__WHAT YOU WILL DO__
Could you restate the passage of the Dice Roll Simulation description that opens with the words "Given an array" and closes with "from each other.", substituting "mod" for "modulo"?

__QUOTED PASSAGE__
....
README_EN.md

comments	difficulty	edit_url	rating	source	tags
true	Hard	https://github.com/doocs/leetcode/edit/main/solution/1200-1299/1223.Dice%20Roll%20Simulation/README_EN.md	2008	Weekly Contest 158 Q3	Array Dynamic Programming

1223. Dice Roll Simulation

中文文档

Description

A die simulator generates a random number from 1 to 6 for each roll. You introduced a constraint to the generator such that it cannot roll the number i more than rollMax[i] (1-indexed) consecutive times.

Given an array of integers rollMax and an integer n, return the number of distinct sequences that can be obtained with exact n rolls. Since the answer may be too large, return it modulo 109 + 7.

Two sequences are considered different if at least one element differs from each other.

 

Example 1:

Input: n = 2, rollMax = [1,1,2,2,2,3]
Output: 34
Explanation: There will be 2 rolls of die, if there are no constraints on the die, there are 6 * 6 = 36 possible combinations. In this case, looking at rollMax array, the numbers 1 and 2 appear at most once consecutively, therefore sequences (1,1) and (2,2) cannot occur, so the final answer is 36-2 = 34.
....
__DATA EXCERPTS__
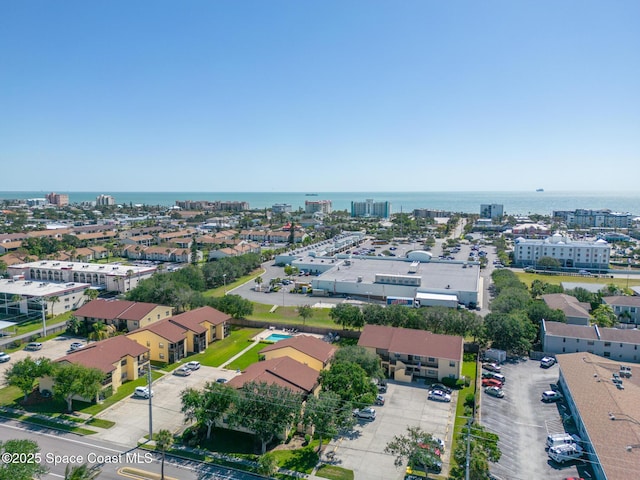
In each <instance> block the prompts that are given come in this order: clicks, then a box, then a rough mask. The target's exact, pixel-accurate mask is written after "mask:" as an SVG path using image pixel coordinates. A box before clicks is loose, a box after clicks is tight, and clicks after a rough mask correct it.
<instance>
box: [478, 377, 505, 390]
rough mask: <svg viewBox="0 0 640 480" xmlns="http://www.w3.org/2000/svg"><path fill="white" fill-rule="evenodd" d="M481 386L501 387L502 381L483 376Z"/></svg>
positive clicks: (501, 384)
mask: <svg viewBox="0 0 640 480" xmlns="http://www.w3.org/2000/svg"><path fill="white" fill-rule="evenodd" d="M482 386H483V387H498V388H502V382H501V381H499V380H496V379H495V378H483V379H482Z"/></svg>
....
__WRITTEN SOLUTION__
Given an array of integers rollMax and an integer n, return the number of distinct sequences that can be obtained with exact n rolls. Since the answer may be too large, return it mod 109 + 7.

Two sequences are considered different if at least one element differs from each other.